Copy out the loon leg-band passage below word for word, in full.

Document excerpt:
+++++
Beating the Odds

Identifying a loon from its colored leg bands is an incremental process. Once you spot a loon on a lake and approach the bird, you must develop a seat-of-the-pants strategy for recording its bands. The ideal situation is when you observe a preening loon, paddle slowly over to it, and simply wait for the bird to swing its legs up out of the water while distributing preen oil all over its feathers. One generally has at least five minutes to piece together the complete combination of four leg bands of preening birds from a quick view here or there. I talk to myself while getting bands, in hopes that I will remember what I have seen. “Yellow on top, right leg…wait….yellow over mint on right!” If the loon is not preening but foraging, identifications can take hours, and you must hope that, as you remain as close to the forager as possible, it happens to surface right next to your canoe and in good light when you happen to be looking its direction. In such cases, piecing together the bird’s band combination can be an arduous process, because one gets very quick views of bands underwater or for an instant just as the bird plunges beneath the water.

Despite diligent efforts, we often end up with only “partials” on loons’ bands during our hourlong visits to study lakes. However, since most of the loons we see are territorial birds on the lakes where we color-banded them, partials are often good enough to tell us the identity of the bird. Then again, sometimes — especially early in the year — we get surprised by a loon that was not banded on the lake where it is spotted.
+++++
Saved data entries
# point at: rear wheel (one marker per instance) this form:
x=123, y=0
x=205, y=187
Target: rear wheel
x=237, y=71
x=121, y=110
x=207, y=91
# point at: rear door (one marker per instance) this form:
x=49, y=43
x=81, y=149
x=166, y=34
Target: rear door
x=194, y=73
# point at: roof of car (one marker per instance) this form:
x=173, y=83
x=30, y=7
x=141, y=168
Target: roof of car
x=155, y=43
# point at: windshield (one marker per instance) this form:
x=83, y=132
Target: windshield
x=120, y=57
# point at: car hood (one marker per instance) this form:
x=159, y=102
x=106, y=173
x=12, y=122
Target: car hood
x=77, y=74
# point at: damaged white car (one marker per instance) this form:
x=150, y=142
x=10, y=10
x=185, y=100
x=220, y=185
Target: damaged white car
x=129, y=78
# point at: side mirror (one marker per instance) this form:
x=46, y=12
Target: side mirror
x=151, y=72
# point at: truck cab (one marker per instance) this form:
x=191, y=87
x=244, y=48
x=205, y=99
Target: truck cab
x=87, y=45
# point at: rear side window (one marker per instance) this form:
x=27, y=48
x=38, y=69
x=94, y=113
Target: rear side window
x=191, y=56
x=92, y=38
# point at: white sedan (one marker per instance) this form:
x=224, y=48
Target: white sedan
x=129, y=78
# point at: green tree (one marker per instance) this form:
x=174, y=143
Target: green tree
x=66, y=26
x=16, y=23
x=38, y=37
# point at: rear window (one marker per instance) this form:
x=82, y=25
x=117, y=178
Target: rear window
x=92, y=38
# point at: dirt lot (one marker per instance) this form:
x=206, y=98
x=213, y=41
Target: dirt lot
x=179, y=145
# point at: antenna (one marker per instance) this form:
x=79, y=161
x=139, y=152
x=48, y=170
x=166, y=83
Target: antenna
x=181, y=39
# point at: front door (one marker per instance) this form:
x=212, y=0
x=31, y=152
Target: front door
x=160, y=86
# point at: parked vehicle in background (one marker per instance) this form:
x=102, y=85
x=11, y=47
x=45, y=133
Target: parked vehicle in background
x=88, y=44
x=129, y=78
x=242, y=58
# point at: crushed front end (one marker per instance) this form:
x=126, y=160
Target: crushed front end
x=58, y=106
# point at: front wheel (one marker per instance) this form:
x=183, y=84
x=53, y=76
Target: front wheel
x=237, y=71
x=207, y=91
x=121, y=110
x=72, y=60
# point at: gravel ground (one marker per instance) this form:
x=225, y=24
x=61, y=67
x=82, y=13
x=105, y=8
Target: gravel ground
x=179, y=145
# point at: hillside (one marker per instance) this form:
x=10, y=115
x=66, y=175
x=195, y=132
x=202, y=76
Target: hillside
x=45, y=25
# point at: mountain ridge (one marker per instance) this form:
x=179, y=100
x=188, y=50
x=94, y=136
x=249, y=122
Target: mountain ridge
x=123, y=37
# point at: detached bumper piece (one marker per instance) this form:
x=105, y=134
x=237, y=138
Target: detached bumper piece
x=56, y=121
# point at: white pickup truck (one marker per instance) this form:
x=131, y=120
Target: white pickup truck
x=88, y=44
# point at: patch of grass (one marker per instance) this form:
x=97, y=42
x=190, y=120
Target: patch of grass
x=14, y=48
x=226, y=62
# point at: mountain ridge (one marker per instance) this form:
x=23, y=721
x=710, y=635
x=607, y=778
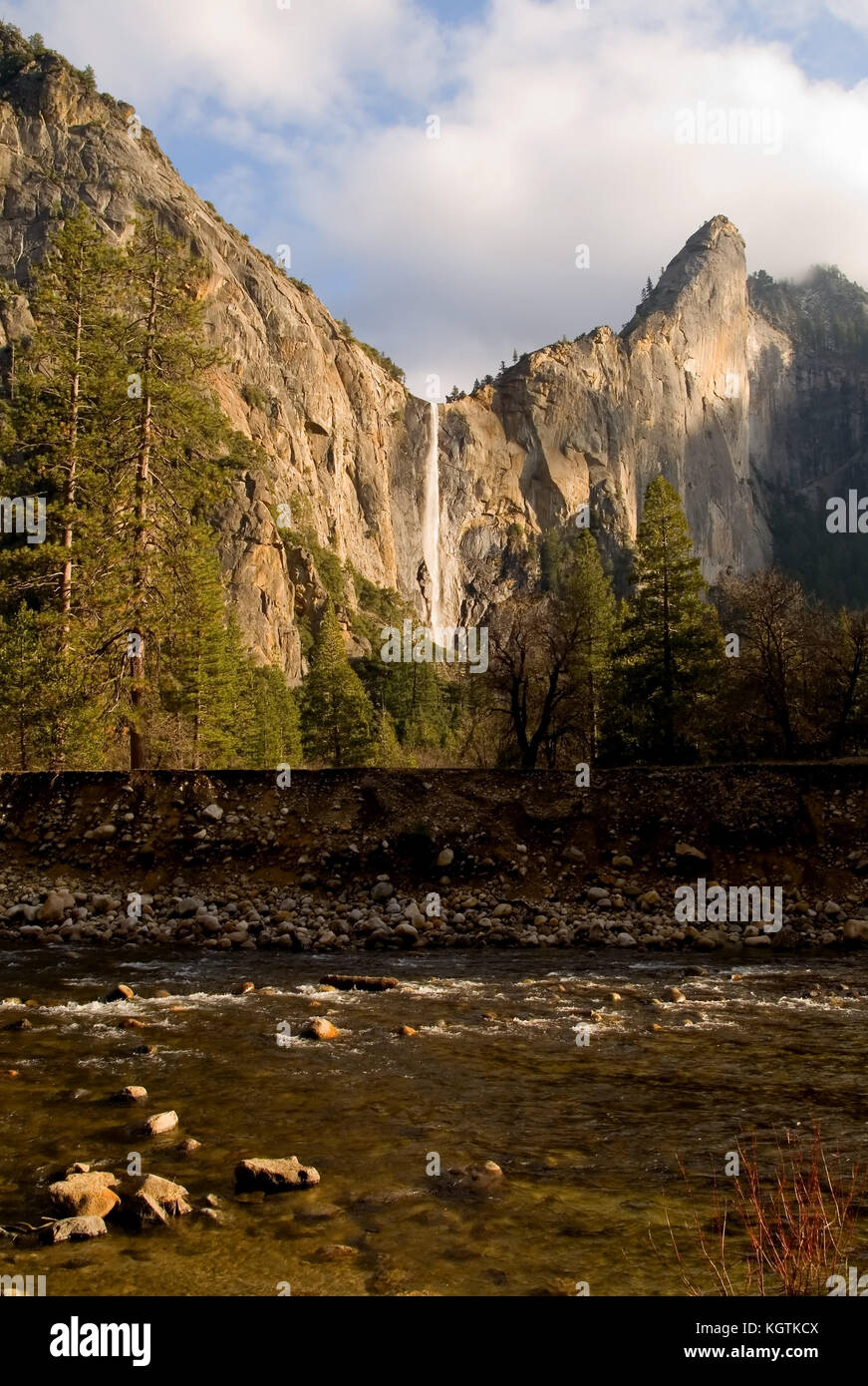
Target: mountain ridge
x=700, y=386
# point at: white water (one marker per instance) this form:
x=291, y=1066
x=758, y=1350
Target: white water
x=431, y=518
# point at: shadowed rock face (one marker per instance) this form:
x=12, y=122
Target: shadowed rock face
x=583, y=422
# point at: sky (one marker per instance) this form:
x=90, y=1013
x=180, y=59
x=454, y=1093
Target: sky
x=436, y=166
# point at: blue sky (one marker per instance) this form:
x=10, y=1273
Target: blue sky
x=309, y=127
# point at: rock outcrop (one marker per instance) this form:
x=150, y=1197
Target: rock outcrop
x=702, y=386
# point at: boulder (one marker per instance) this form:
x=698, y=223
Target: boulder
x=74, y=1229
x=120, y=992
x=352, y=981
x=85, y=1195
x=274, y=1176
x=159, y=1123
x=319, y=1029
x=131, y=1094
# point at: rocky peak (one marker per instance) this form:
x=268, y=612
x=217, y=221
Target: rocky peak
x=709, y=273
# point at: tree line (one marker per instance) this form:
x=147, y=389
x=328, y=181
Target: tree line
x=118, y=649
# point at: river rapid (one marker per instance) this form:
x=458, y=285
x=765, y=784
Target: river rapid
x=590, y=1136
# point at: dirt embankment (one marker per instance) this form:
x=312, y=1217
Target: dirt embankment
x=377, y=859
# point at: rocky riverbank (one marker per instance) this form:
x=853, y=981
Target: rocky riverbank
x=406, y=861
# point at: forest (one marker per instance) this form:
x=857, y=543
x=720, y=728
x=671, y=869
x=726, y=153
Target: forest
x=118, y=649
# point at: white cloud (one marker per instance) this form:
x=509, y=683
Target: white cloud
x=557, y=129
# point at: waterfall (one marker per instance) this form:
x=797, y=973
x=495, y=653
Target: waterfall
x=431, y=518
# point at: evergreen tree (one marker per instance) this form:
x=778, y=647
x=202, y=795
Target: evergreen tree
x=199, y=663
x=64, y=418
x=672, y=643
x=25, y=671
x=337, y=715
x=270, y=721
x=176, y=436
x=591, y=613
x=387, y=750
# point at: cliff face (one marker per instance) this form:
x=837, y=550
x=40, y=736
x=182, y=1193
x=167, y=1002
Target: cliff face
+++++
Answer section:
Beating the Odds

Identifying a loon from its colored leg bands is an incremental process. Once you spot a loon on a lake and approach the bird, you must develop a seat-of-the-pants strategy for recording its bands. The ideal situation is when you observe a preening loon, paddle slowly over to it, and simply wait for the bird to swing its legs up out of the water while distributing preen oil all over its feathers. One generally has at least five minutes to piece together the complete combination of four leg bands of preening birds from a quick view here or there. I talk to myself while getting bands, in hopes that I will remember what I have seen. “Yellow on top, right leg…wait….yellow over mint on right!” If the loon is not preening but foraging, identifications can take hours, and you must hope that, as you remain as close to the forager as possible, it happens to surface right next to your canoe and in good light when you happen to be looking its direction. In such cases, piecing together the bird’s band combination can be an arduous process, because one gets very quick views of bands underwater or for an instant just as the bird plunges beneath the water.

Despite diligent efforts, we often end up with only “partials” on loons’ bands during our hourlong visits to study lakes. However, since most of the loons we see are territorial birds on the lakes where we color-banded them, partials are often good enough to tell us the identity of the bird. Then again, sometimes — especially early in the year — we get surprised by a loon that was not banded on the lake where it is spotted.